__Texto do documento__
___

Conheço dois casais “negacionistas”, desses que até hoje abraçam a tese de que uma hora todo mundo tem mesmo que morrer, de que Brasília não pode ser culpada por um vírus “fabricado” na China e que o Planalto fez muito bem em recusar 11 ofertas internacionais de imunizantes porque bastava distribuir vermífugo para a população que tudo estaria resolvido. O que não se resolvesse, bem, era a cota de Deus, a vontade soberana Dele. Um desses casais me ligava regularmente quando eu estava em Paris para deplorar a catástrofe europeia. Sorrindo, ela dizia: “Se você quiser, a gente coloca hidroxicloroquina dentro de um livro e te manda. Aqui tem funcionado. Vamos orar!”  Regozijando-se de levar vida normal, atribuíam a reputação tétrica do Brasil às forças ocultas da esquerda. Paradoxalmente, tão logo as vacinas foram disponibilizadas em seus torrões de origem, foram os primeiros a se vacinar.  Na hora de empunhar uma bandeira verde e amarela numa carreta patética em que pediam intervenção militar e o fim do STF, se alinhavam ao que há de mais obscurantista e medieval no mundo. Na hora de salvar a pele, na surdina, deram vivas à ciência.

É uma grande lástima que a coerência não tenha levado essas pessoas a cederem seu lugar na fila a quem lutou e esbravejou para que vestíssemos a carapuça de ser o que somos há algum tempo: uma ameaça global, um covidário pulsante, um perigo para o mundo, um país que tem, desde o primeiro dia, um lugar assegurado no pódio da vergonha. É fácil, portanto, sair do posto de vacinação e se prevalecer do esforço da maioria para, na mesma manhã, ir cantar musiquinhas ditas patrióticas ao lado de imbecis de sua grei, como se estivessem numa final de Copa do Mundo. É ser duplamente canalha, para dizer o mínimo. Da mesma forma que é revoltante quando um elo dessa corrente primitiva, senão seu líder, vem a público deplorar a morte de alguém de cujo atestado de óbito consta sua rubrica. A torpeza se multiplica por dez quando a vítima galvanizava pelo talento e carisma, alguns milhões de admiradores. A vontade que dá é de gritar: “Não lamente, vá passear de moto. Vá dançar com o patife do Crivella diante de um milhão de evangélicos. Vá passear de jet ski e contamine mais uma dúzia. Não pense que nos engana.”

___

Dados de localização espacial
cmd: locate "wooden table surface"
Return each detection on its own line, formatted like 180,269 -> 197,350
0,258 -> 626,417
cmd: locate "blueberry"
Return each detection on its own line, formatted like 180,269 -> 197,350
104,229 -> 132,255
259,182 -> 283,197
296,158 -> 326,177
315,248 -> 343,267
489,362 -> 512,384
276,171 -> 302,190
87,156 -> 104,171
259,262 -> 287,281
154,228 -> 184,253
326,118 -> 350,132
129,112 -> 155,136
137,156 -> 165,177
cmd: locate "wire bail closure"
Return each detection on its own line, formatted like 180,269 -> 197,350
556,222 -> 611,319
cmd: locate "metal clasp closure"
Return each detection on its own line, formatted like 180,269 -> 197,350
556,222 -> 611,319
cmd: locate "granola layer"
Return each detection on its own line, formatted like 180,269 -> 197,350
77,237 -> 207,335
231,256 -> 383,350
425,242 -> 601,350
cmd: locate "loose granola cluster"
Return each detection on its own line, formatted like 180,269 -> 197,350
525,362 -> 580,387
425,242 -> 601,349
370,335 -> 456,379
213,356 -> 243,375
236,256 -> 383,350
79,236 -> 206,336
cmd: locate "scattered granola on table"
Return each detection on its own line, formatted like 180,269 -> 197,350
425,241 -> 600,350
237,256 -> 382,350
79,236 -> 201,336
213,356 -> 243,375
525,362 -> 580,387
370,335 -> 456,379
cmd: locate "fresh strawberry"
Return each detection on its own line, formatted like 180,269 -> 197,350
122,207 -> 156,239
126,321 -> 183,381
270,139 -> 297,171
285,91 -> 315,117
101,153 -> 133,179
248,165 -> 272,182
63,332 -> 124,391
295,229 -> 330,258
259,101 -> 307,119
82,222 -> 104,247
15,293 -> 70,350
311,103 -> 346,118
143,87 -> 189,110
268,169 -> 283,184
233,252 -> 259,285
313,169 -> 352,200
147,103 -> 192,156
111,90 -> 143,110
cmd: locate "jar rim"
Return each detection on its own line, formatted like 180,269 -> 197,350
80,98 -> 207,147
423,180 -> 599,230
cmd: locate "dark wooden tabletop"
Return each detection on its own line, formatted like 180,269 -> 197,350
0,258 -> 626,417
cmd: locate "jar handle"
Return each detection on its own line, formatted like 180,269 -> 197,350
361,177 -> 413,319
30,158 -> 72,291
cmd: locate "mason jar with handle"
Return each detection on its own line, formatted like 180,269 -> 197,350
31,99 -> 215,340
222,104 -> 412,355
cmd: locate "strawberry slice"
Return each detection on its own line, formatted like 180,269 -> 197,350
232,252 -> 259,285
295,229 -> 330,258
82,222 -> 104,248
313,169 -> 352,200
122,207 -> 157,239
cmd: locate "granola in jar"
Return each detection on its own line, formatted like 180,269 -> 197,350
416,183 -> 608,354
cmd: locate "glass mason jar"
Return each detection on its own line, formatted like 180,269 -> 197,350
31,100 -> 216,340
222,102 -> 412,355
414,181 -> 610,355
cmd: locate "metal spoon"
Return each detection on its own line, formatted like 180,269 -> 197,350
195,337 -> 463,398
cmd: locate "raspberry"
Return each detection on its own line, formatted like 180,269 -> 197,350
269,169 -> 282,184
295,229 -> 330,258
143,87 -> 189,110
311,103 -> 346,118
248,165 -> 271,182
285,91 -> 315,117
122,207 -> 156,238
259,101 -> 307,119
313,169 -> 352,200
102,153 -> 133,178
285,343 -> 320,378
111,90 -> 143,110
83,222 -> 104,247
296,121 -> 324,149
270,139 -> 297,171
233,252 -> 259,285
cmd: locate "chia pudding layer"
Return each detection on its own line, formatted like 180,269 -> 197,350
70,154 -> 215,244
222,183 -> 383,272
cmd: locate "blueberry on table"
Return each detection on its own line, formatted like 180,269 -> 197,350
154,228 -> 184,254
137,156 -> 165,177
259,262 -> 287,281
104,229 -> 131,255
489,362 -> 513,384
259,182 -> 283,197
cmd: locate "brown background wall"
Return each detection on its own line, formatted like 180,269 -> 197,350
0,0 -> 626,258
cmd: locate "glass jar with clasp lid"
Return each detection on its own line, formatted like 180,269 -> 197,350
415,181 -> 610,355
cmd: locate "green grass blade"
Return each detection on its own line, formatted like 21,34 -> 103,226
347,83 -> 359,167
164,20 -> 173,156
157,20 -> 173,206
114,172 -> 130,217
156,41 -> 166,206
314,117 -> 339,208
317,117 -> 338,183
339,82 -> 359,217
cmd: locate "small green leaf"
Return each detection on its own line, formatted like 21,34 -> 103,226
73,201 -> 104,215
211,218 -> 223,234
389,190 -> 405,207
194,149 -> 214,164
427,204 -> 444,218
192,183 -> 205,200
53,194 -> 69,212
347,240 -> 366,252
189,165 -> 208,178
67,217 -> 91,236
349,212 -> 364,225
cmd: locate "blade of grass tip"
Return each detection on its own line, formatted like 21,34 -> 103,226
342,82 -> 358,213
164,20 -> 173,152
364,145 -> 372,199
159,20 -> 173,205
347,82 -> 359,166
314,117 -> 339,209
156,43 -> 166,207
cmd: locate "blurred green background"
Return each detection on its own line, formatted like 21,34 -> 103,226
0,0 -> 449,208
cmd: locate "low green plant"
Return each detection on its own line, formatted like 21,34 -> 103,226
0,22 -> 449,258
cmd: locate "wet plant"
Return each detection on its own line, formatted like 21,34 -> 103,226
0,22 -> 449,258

___

Segundo o texto sobre os casais negacionistas, quantas ofertas internacionais de imunizantes o Planalto recusou?

Onze ofertas internacionais de imunizantes.